**What to work on:** Reproduce the material below verbatim, from the line containing "Practice. Annotate every instance of the white shorts" up to and including the line containing "x=117 y=207". Leave the pictures out of your reply.

## BEGIN Material for this exercise

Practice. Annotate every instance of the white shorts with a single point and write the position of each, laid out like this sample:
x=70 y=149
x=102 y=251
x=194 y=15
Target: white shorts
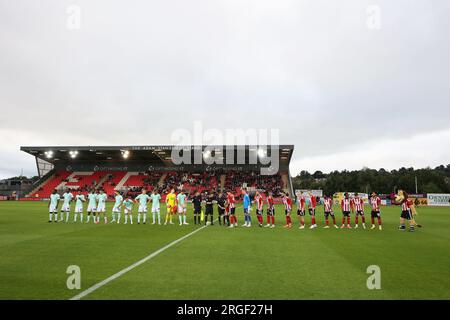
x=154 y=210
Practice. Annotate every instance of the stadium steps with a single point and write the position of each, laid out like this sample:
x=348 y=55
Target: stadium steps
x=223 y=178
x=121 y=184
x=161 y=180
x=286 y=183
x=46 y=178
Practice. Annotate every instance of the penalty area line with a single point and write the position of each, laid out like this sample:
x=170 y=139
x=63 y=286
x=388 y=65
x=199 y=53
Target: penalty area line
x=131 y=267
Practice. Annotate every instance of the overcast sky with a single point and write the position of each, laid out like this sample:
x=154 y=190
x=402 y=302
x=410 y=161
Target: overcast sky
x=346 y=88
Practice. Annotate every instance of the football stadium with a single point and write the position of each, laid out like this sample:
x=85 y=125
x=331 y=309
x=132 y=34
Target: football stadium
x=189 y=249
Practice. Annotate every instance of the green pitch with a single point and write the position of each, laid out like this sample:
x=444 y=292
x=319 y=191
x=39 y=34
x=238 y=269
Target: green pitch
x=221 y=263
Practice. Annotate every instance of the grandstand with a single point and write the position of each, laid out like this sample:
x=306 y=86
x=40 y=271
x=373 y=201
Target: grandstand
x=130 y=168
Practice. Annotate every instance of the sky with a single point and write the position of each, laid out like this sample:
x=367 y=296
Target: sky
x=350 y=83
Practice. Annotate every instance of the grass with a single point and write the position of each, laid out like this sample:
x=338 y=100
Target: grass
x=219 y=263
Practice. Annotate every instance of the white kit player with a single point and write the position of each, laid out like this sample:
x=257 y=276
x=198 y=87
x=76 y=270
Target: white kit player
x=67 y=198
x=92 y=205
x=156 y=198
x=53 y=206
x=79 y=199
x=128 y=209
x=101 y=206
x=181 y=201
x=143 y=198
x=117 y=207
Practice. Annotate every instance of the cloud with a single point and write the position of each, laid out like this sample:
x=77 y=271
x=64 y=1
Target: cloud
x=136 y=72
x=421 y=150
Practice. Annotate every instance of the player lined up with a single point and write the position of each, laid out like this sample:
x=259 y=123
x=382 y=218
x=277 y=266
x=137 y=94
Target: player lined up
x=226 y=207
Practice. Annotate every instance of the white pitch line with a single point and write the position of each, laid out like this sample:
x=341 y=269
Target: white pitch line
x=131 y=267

## END Material for this exercise
## BEGIN Material for this exercise

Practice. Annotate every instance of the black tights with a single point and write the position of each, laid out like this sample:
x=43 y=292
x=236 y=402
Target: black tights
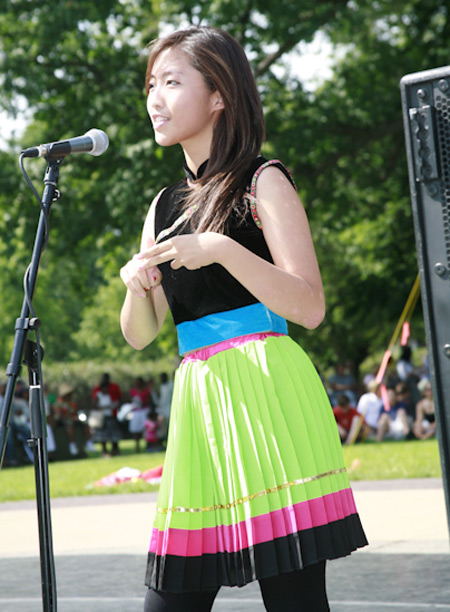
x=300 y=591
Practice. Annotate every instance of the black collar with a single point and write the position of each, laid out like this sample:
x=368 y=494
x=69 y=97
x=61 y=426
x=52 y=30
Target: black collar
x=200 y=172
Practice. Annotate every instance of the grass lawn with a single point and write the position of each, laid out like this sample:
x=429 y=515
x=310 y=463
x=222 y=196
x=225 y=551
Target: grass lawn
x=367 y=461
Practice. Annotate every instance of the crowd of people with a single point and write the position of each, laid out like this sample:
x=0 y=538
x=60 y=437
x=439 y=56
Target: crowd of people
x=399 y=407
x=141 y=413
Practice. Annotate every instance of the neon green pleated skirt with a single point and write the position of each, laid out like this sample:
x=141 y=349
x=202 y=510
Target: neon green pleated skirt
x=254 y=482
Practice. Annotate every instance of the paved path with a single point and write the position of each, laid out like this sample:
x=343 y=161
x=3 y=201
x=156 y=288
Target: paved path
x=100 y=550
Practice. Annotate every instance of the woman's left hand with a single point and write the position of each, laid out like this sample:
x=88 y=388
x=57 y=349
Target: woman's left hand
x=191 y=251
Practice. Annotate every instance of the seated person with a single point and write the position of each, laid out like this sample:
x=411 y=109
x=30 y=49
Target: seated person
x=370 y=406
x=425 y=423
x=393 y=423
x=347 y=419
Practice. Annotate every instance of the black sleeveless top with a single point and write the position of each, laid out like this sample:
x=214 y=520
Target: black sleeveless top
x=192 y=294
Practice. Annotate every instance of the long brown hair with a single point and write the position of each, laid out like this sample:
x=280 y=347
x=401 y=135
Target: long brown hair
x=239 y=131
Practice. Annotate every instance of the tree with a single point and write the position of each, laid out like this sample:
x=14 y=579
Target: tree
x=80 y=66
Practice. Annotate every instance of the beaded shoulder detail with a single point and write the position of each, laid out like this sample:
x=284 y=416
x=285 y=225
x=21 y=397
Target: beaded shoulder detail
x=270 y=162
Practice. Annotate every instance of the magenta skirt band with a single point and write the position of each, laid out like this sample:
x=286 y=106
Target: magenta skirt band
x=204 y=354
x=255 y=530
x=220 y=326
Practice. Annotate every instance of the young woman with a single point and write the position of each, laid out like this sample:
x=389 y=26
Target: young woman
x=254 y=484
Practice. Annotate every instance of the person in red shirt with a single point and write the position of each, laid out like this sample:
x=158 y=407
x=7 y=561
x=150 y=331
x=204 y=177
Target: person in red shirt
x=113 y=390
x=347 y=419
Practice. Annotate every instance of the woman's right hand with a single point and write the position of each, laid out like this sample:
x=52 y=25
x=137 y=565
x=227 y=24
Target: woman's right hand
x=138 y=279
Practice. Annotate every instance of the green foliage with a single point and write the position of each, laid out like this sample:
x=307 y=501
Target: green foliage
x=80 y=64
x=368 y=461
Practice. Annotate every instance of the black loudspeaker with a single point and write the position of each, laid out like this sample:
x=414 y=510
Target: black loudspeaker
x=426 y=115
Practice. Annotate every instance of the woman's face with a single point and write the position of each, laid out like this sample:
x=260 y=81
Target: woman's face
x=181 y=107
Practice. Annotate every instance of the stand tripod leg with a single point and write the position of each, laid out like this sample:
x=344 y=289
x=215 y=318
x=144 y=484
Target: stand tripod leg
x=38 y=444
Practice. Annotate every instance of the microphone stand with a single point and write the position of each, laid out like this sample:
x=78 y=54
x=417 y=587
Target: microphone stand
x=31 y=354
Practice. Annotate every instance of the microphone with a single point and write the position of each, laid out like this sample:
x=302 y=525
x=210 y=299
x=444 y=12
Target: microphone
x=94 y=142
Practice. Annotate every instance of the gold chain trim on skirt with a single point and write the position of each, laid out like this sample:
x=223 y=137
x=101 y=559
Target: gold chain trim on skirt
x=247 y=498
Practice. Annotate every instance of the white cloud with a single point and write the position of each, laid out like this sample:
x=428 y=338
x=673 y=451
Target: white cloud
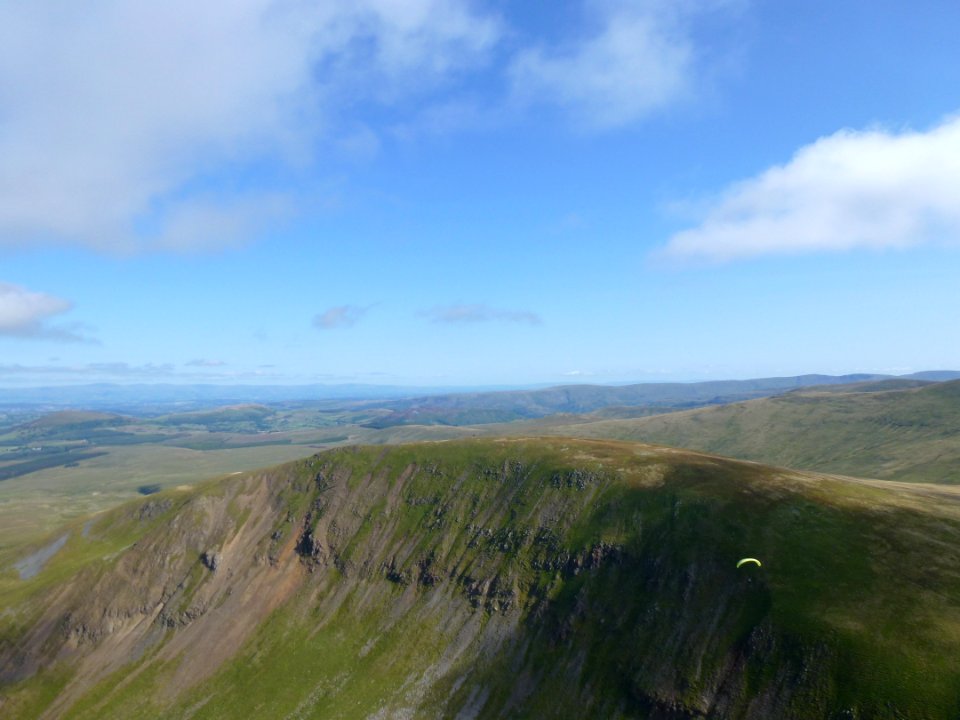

## END Material for this exercise

**Task solution:**
Practice. Annotate every instance of the white shorts with a single point and write the position of each, laid out like this sample:
x=70 y=149
x=102 y=251
x=194 y=15
Target: white shorts
x=154 y=210
Practice. Annotate every instance of the stadium steps with a single point and write the position of each, laid out like this sample:
x=348 y=55
Target: stadium steps
x=223 y=178
x=121 y=184
x=161 y=180
x=286 y=183
x=46 y=178
Practice. Annotate every instance of the penalty area line with a single point and write the position of each, laid out like this sample:
x=170 y=139
x=63 y=286
x=388 y=65
x=199 y=53
Target: penalty area line
x=131 y=267
Practice. Annotate every instance of the overcast sky with a single point and write the position of each, laid out like this sample:
x=154 y=190
x=402 y=302
x=410 y=161
Target: overcast sky
x=346 y=88
Practice. Annotate every instance of the football stadium with a single point and write the position of each, laid out like this sample:
x=85 y=125
x=331 y=309
x=132 y=34
Target: football stadium
x=189 y=249
Practice. Annotate every instance of the green pitch with a single point and write the position of each, laid out like this sample:
x=444 y=292
x=319 y=191
x=39 y=34
x=238 y=269
Target: green pitch
x=221 y=263
Practice. Annotate every instance of the grandstand with a single point and write the position of each, laid out like this sample:
x=306 y=86
x=40 y=271
x=373 y=201
Target: grandstand
x=130 y=168
Practice. Annotate every instance of the sky with a single point and write the position of each, laid out like this sample:
x=367 y=296
Target: sky
x=350 y=83
Practice. Annotate every instance of the grass with a single point and write the position of each, laid out like this sample:
x=338 y=100
Target: grass
x=219 y=263
Practice. Annotate every instance of the white kit player with a single point and write the position of each, laid out like this sample:
x=257 y=276
x=198 y=87
x=76 y=270
Target: white kit player
x=67 y=198
x=92 y=205
x=156 y=198
x=53 y=206
x=79 y=199
x=128 y=209
x=101 y=206
x=181 y=201
x=143 y=198
x=117 y=207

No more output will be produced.